[Stored data entries]
● ● ● ●

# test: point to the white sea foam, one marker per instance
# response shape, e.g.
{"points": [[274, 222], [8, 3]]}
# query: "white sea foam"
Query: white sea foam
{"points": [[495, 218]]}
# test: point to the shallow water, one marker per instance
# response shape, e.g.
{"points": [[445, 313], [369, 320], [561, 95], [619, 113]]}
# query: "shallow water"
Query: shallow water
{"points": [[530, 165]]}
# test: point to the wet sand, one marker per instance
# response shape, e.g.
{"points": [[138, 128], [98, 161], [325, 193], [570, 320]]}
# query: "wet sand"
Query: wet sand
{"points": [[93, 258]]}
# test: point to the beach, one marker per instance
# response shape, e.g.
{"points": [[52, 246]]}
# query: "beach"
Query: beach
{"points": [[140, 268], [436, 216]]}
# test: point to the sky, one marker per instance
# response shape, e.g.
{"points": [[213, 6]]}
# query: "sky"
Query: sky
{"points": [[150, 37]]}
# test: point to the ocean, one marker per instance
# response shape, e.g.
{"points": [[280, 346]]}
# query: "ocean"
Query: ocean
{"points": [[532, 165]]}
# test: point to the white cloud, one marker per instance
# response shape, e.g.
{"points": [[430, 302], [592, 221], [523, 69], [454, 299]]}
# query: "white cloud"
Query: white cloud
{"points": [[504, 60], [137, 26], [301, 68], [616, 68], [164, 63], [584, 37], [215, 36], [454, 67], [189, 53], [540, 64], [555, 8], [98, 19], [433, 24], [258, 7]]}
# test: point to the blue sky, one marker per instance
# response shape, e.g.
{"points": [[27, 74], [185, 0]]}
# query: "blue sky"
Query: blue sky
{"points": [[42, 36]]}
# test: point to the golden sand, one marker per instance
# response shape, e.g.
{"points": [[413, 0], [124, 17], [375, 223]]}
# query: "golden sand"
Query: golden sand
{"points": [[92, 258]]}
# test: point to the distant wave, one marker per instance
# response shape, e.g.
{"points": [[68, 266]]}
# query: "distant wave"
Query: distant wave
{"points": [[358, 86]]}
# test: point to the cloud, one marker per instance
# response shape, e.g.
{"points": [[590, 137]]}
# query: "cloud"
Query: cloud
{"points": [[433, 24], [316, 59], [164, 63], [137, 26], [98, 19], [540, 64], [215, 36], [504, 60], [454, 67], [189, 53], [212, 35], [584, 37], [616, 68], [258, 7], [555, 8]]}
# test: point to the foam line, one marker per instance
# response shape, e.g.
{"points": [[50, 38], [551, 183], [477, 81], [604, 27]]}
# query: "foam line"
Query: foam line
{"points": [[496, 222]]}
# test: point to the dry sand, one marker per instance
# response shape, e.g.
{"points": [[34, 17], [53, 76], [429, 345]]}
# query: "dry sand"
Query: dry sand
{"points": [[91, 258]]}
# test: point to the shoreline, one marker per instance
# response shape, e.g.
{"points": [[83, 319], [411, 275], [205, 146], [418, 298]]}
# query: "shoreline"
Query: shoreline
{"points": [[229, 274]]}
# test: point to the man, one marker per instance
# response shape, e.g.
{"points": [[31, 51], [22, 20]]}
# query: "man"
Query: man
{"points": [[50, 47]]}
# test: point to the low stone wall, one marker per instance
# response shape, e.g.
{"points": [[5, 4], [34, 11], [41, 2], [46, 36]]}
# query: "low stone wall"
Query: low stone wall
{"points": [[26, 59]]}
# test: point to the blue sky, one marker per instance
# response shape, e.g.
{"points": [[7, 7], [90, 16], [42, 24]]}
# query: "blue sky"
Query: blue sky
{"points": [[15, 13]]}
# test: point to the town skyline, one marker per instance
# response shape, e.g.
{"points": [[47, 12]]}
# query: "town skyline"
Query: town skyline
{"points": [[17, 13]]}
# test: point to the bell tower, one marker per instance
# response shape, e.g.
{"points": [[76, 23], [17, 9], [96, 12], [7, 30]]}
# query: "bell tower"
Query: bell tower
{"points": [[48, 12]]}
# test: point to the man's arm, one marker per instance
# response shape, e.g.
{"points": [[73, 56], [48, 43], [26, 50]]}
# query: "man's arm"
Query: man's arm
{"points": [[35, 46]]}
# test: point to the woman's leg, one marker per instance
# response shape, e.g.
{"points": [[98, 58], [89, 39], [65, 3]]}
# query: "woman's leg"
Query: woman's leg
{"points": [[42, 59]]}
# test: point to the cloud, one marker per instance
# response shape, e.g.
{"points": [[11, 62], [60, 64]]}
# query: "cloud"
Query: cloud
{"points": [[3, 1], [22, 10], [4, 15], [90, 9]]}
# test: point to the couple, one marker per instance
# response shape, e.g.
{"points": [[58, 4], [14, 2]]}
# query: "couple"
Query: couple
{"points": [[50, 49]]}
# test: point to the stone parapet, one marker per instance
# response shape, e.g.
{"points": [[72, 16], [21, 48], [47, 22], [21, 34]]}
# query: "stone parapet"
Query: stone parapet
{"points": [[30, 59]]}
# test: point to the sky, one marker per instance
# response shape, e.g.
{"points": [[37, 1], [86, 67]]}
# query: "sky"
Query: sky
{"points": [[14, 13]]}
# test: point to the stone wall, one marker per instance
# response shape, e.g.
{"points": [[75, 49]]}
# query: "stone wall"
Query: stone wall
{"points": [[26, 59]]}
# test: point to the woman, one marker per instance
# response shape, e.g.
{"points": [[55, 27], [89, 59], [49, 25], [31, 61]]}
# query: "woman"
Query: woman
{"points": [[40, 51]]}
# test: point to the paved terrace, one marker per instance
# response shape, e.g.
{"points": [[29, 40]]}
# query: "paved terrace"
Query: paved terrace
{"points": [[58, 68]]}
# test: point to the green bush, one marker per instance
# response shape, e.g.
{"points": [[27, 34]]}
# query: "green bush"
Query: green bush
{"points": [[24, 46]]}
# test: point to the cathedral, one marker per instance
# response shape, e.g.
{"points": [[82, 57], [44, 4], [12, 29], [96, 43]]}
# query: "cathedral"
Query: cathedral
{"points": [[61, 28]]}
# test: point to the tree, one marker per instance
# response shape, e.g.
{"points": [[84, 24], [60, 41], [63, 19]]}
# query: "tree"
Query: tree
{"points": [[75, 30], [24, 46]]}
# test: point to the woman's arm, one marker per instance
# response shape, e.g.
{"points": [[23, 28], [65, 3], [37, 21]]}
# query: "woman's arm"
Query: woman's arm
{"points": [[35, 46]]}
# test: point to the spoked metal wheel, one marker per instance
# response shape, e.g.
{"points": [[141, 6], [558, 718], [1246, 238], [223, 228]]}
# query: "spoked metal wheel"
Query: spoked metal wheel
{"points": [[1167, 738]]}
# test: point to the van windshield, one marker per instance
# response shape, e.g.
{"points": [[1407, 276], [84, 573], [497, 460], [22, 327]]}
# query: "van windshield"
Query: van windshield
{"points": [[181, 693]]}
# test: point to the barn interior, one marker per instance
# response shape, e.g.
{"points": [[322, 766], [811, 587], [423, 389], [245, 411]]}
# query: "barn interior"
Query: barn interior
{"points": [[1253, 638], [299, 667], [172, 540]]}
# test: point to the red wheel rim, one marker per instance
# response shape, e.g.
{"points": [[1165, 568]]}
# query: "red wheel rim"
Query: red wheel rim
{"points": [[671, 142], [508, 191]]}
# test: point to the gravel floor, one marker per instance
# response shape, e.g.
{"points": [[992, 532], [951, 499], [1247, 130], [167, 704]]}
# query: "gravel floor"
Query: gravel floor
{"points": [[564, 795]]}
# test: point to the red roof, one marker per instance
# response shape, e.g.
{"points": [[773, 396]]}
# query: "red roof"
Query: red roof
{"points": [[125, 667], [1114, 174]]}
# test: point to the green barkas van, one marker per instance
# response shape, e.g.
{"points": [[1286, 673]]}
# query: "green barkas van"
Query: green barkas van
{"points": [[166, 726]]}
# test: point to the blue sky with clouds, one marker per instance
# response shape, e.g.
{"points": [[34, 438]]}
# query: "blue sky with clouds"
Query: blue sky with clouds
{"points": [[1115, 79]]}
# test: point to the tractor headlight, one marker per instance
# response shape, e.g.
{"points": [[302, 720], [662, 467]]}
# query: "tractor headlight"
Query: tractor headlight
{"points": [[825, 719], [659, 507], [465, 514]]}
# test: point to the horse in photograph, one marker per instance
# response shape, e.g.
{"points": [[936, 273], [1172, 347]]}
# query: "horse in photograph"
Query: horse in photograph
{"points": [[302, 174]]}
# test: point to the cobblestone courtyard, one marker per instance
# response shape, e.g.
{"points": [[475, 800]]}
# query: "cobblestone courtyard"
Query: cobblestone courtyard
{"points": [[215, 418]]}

● ● ● ●

What needs to be done
Return, without any change, only the lines from the one containing "Query: tractor headlight" through the last line of the entries above.

Expected answer
Query: tractor headlight
{"points": [[825, 719], [659, 507], [465, 514]]}
# test: point to the horse in photograph, one marker per instance
# response shape, e.g.
{"points": [[936, 273], [1172, 347]]}
# query: "horse in photograph"
Query: horse in photograph
{"points": [[302, 174]]}
# test: point to the cobblestone courtyard, one marker per instance
# response shape, e.g.
{"points": [[475, 800]]}
# query: "cobblestone courtyard"
Query: cobblestone courtyard
{"points": [[215, 418]]}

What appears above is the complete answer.